> [GOAL] Please pick out every row below that contains the word "part" and copy each one.

> [MATERIAL FOR THIS TASK]
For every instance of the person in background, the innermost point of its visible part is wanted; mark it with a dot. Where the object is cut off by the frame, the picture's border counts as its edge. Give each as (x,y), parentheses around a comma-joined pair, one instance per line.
* * *
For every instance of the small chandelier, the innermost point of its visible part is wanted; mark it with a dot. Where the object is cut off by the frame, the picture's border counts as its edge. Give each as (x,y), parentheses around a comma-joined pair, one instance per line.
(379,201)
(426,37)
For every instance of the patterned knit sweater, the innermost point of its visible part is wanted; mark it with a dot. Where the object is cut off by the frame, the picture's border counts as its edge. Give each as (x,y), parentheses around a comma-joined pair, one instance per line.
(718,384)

> [THE RESULT]
For every instance of the person in background, the innermost point of its visible part is wanted; mark it with a dot. Where the object is cut off by the frame, the picture's border counts as its edge. Give each as (x,y), parentheses around a comma-joined pair, one instance per line.
For every instance of the small chandelier, the innermost point of its visible part is wanted; mark it with a dot. Where the object is cut off by the frame, the picture's border counts as its edge. Give each as (x,y), parentheses around a comma-joined pair, one instance per line.
For every instance of the patterned knit sweater, the innermost point of its visible part is wanted; mark it with a dot. Where the object is cut off by the frame, the picture's border counts as its edge. Give each as (x,y), parentheses around a comma-joined pair, one instance per line.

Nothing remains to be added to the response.